▶ [WHAT IS EXPECTED] In the records that follow, find each line containing "number" and copy it.

PROVIDED MATERIAL Block Start

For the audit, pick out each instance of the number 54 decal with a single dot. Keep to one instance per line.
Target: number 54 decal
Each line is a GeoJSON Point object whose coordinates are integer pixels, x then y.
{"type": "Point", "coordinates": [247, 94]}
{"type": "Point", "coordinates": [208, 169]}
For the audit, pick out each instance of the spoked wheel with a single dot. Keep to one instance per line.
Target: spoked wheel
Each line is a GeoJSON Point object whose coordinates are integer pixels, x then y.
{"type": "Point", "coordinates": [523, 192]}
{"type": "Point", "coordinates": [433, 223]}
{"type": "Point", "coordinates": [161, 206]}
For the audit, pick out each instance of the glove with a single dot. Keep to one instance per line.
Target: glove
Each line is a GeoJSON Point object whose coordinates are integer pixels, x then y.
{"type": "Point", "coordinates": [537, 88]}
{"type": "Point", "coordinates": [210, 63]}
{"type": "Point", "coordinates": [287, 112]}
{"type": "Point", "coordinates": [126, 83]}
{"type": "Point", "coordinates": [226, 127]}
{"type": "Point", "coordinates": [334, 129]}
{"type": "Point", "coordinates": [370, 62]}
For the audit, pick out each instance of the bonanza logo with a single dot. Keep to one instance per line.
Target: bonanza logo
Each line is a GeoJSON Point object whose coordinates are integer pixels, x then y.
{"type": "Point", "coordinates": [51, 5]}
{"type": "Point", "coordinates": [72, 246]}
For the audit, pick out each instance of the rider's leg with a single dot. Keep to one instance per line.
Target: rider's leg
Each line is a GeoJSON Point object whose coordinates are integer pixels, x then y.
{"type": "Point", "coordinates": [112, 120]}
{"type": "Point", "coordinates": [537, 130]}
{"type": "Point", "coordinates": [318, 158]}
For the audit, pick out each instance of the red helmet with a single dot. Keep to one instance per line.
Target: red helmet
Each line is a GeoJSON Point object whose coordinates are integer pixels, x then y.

PROVIDED MATERIAL Block End
PROVIDED MATERIAL Block Start

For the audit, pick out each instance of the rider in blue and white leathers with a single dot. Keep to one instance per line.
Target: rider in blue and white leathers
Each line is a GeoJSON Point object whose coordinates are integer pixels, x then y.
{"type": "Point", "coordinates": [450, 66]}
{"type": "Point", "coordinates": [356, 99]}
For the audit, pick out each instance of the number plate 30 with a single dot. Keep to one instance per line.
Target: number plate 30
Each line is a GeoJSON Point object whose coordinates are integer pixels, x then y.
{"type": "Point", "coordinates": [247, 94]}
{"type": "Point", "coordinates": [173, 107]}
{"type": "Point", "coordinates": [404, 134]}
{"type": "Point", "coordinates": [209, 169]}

PROVIDED MATERIAL Block End

▶ [EXPECTED ANSWER]
For the audit, pick out each instance of the number 54 decal with a single dot. Keep to one instance per line.
Target: number 54 decal
For the audit, pick out each instance of the number plate 30 with a single dot. Keep to one instance per line.
Target: number plate 30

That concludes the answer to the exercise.